Natural-language object grounding data:
========================================

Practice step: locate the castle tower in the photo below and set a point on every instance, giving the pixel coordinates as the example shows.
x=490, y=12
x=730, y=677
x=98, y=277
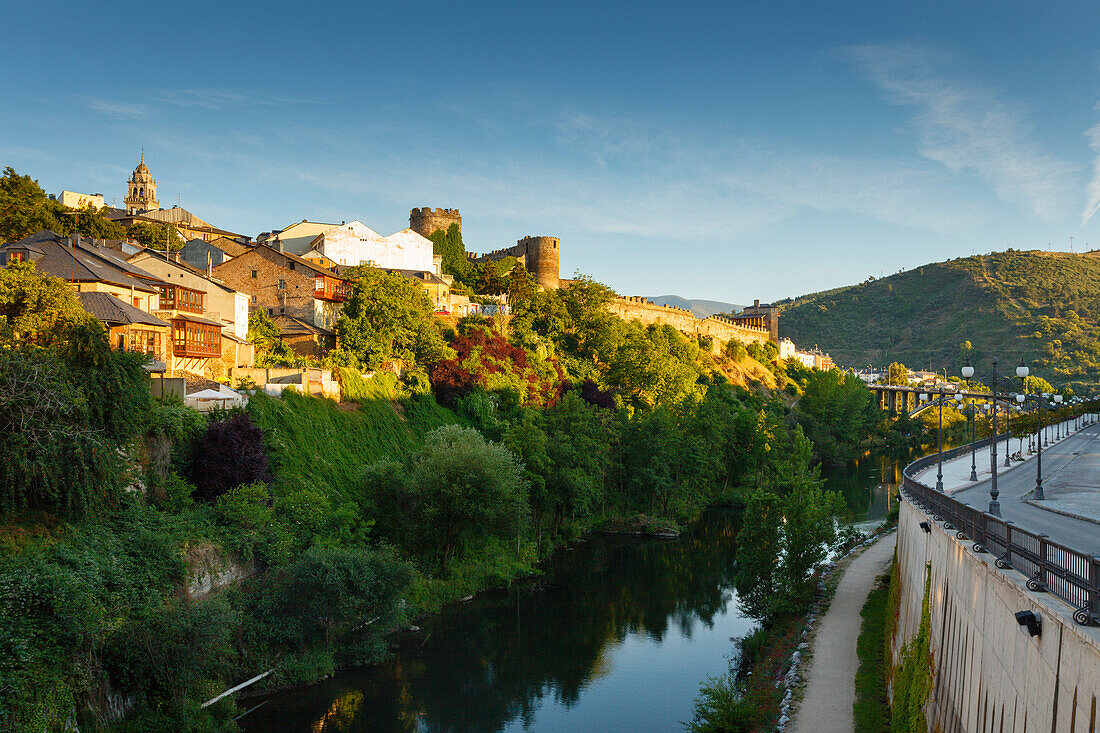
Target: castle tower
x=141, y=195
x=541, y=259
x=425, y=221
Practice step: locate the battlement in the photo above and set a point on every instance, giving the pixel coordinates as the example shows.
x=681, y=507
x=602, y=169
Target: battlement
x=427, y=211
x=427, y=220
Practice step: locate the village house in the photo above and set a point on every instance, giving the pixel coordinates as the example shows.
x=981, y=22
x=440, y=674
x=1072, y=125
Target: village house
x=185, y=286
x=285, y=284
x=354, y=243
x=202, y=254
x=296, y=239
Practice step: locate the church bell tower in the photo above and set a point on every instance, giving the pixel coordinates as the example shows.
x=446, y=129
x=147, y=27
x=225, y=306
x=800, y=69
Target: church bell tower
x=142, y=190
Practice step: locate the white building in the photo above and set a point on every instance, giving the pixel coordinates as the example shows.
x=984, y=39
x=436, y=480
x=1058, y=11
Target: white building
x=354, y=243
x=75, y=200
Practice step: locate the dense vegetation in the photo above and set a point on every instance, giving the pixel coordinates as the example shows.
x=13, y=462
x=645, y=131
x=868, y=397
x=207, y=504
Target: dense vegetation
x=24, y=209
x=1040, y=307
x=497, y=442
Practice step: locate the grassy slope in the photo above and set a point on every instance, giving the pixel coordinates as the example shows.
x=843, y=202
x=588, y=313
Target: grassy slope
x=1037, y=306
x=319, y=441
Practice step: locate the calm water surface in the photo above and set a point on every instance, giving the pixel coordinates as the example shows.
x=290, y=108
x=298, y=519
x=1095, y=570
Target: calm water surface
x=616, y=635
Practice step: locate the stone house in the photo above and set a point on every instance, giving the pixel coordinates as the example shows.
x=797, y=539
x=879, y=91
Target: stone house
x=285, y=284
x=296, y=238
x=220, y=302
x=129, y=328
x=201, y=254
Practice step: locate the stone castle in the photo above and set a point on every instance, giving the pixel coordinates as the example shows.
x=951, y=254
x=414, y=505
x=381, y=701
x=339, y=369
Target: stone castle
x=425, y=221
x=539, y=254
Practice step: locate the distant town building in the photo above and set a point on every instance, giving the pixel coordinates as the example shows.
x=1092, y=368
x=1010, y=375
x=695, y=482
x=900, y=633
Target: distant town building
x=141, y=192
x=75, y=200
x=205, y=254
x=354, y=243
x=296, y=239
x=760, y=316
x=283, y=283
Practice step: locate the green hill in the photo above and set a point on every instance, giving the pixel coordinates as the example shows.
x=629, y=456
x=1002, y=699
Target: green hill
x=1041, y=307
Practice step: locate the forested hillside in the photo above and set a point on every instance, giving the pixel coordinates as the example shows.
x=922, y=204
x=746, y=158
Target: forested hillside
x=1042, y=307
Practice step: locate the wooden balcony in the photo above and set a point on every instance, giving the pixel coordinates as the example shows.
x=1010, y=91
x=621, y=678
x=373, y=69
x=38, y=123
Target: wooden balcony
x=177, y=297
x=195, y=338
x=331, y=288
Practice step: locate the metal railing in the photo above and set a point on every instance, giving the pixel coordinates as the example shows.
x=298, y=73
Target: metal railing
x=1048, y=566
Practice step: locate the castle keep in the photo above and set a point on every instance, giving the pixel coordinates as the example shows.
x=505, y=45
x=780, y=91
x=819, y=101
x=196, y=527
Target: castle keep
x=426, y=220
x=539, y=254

========================================

§ **TASK BRIEF**
Please copy exactly, and only, the lines from the line containing "x=298, y=73" through the last line of the records, with both ends included.

§ **SOLUTION FOR THIS TASK**
x=298, y=73
Target: metal railing
x=1048, y=566
Practice step: locate the castle keep in the photo above and set a point on every instance, giving the pixel coordinates as the example shows.
x=505, y=45
x=780, y=91
x=819, y=101
x=196, y=527
Target: castle keep
x=426, y=220
x=539, y=254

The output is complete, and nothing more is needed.